_WORK REQUEST_
Here are some entries. Repeat all of them exactly.

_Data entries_

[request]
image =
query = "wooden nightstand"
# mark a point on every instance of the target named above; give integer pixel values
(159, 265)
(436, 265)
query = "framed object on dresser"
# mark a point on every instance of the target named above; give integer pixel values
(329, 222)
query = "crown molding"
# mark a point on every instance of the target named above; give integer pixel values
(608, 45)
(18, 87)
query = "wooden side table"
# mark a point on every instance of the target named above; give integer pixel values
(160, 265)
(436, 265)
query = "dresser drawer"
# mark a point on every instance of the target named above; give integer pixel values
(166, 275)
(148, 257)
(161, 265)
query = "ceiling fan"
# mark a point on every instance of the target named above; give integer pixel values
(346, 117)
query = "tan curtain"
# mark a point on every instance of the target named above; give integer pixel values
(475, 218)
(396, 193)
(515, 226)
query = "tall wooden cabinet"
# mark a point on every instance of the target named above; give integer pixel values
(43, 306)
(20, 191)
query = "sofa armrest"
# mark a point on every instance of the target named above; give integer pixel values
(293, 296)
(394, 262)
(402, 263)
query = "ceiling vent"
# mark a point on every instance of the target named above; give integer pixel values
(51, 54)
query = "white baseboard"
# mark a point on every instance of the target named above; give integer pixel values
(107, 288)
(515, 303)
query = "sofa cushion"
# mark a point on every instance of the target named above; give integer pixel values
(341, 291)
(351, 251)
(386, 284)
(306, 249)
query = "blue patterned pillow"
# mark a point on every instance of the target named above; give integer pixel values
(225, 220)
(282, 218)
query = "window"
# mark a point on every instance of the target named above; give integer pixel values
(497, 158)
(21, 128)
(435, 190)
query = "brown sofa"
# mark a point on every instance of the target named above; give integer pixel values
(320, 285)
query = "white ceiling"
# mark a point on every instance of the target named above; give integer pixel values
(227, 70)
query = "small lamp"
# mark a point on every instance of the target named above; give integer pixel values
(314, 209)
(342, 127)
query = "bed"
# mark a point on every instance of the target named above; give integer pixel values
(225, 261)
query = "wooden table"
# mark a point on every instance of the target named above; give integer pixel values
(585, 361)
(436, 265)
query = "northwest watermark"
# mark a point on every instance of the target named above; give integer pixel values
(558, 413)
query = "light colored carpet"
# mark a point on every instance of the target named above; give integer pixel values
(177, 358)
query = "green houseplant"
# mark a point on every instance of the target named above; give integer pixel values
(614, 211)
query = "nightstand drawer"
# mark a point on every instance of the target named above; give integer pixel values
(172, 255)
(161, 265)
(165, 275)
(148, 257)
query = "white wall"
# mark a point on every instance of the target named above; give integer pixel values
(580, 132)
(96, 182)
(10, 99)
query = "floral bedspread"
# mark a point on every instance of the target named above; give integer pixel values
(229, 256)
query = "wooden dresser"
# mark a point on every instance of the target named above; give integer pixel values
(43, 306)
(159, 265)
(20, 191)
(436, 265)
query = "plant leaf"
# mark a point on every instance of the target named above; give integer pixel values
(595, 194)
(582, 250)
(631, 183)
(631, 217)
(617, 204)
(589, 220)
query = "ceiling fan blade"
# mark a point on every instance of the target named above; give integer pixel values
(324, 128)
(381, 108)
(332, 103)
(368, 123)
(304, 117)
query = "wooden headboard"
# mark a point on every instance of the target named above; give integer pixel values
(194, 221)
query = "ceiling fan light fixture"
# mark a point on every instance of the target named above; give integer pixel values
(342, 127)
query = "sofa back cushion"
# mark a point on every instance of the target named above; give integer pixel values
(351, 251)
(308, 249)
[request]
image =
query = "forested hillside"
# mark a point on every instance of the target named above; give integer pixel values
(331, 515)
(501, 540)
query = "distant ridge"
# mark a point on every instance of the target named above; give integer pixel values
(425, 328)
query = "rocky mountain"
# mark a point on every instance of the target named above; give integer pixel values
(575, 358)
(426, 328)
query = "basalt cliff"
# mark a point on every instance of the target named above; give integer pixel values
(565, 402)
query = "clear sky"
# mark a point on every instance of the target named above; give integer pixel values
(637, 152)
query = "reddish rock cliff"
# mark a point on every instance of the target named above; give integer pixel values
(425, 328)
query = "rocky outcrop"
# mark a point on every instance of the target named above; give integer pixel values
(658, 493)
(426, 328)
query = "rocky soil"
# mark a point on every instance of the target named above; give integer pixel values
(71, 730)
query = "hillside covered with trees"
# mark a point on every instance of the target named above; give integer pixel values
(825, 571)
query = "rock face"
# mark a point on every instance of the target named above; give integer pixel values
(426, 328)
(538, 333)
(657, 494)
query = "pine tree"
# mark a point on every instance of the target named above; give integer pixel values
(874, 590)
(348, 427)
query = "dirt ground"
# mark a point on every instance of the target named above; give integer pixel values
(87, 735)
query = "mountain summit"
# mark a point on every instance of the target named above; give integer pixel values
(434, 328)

_TASK ANSWER_
[request]
image =
query = "wooden nightstand"
# mark a point on every instance of the target named above; give integer pixel values
(159, 265)
(436, 265)
query = "framed object on dresser"
# mark a point on every instance of the target named above; give integer pixel values
(329, 222)
query = "crown molding"
# mark a point on every instance of the target named above; give integer pixel values
(608, 45)
(18, 87)
query = "wooden side table"
# mark a point on every instance of the target named above; give integer pixel values
(160, 265)
(436, 265)
query = "dresser drawer"
# mark a point on every instance of the target named above; give integer pixel values
(166, 275)
(148, 257)
(161, 265)
query = "ceiling fan"
# mark a point on every instance of the target named above; give integer pixel values
(346, 117)
query = "tan curtain"
# mark a point on every instance of the target named above; give integer pixel values
(475, 218)
(396, 193)
(515, 226)
query = "tall wooden cabinet"
# mark a point on every instance of the target named above; give integer pixel values
(43, 306)
(20, 191)
query = "sofa armrest"
# mark a point on every instance of the target named above; give integer pixel values
(293, 296)
(394, 262)
(402, 263)
query = "ceiling vent"
# mark a point on every instance of the target named above; give integer pixel values
(51, 54)
query = "white baseboard"
# mark a point on every instance of the target named above; give integer pixel values
(107, 288)
(515, 303)
query = "sofa cushion"
# mark a point on every instance of the target named above; give integer pixel values
(341, 291)
(351, 251)
(386, 284)
(306, 249)
query = "blue patterned pillow"
# mark a point on every instance of the target named above; give integer pixel values
(225, 220)
(282, 218)
query = "window"
# mark a point on every instance of the target named above; give integer pixel values
(497, 158)
(21, 128)
(435, 190)
query = "brown sofa"
# mark a point on every instance of the target named above; give integer pixel values
(320, 285)
query = "white ceiling"
# mark a point on every instance of the target named above; give integer pixel values
(227, 70)
query = "small lamp"
# mark a point on every instance of the target named above; give integer pixel values
(314, 209)
(342, 127)
query = "bed"
# mark a point on every instance of the target named above; give integer pixel values
(225, 261)
query = "wooden table"
# mark a point on every instance of the target named above; give integer pixel values
(585, 361)
(436, 265)
query = "northwest watermark"
# mark a point on every instance of the target named above; give integer pixel values
(558, 413)
query = "light colored carpet"
# mark a point on every instance of the target named above; give integer pixel values
(177, 358)
query = "green houseplant"
# mark a point on every instance of the target named above; give integer pixel values
(614, 211)
query = "nightstand drawer"
# mark a point on every instance of the target named above; give integer pixel values
(172, 255)
(161, 265)
(165, 275)
(148, 257)
query = "white wall"
# mark a point on every instance of the target named above; give integer pixel values
(580, 132)
(96, 182)
(10, 99)
query = "floral bedspread"
# mark a point on every instance of the target named above; give integer pixel values
(229, 256)
query = "wooden dresser"
# mark a point on every instance of the target named above; give integer pixel values
(43, 306)
(159, 265)
(20, 191)
(436, 265)
query = "plant leaf"
# mark a point on every instance of the target named above; give integer pixel values
(595, 194)
(582, 250)
(631, 183)
(631, 217)
(617, 204)
(589, 220)
query = "ceiling fan blade"
# mark a point on every instance of the target named above; give integer pixel values
(324, 128)
(381, 108)
(332, 103)
(368, 123)
(304, 117)
query = "wooden headboard"
# mark a point on every instance of the target named above; give integer pixel values
(194, 221)
query = "ceiling fan light fixture"
# mark a point on every instance of the target named above; give integer pixel values
(342, 127)
query = "sofa back cushion"
# mark a point on every instance of the target named above; give integer pixel values
(351, 251)
(308, 249)
[request]
image =
query = "forested hillside"
# mark a point on every instance of the target named above; give integer pixel values
(331, 515)
(501, 540)
query = "distant ridge"
# mark a point on every instance of the target named above; give integer pixel values
(425, 328)
query = "rocky mountain"
# mark a point on every instance of the target named above; give integer pixel values
(575, 358)
(426, 328)
query = "basalt cliff"
# mark a point on every instance of the target named above; give integer pixel values
(565, 402)
query = "clear sky"
# mark a point on every instance of the target named above; give integer pixel values
(637, 152)
query = "reddish rock cliff"
# mark a point on every instance of the target named above; give integer pixel values
(425, 328)
query = "rocky outcrop"
# mark a point on every instance of the target named above; give integer pixel values
(658, 493)
(426, 328)
query = "rocky soil"
# mark a point on every instance of the target named above; give integer pixel values
(71, 730)
query = "hillside covered with trees"
# mark a point on every instance of the target named above; give integer pixel values
(825, 571)
query = "rock face"
# mark a point on every instance of the target named above; give integer pixel values
(426, 328)
(538, 333)
(657, 494)
query = "pine tree"
# mark a point on every instance of the target named above; give integer pixel values
(874, 590)
(348, 427)
query = "dirt ground"
# mark a point on every instance of the target named above; give integer pixel values
(87, 735)
query = "mountain summit"
# mark a point on every instance of the target named above; give integer pixel values
(434, 328)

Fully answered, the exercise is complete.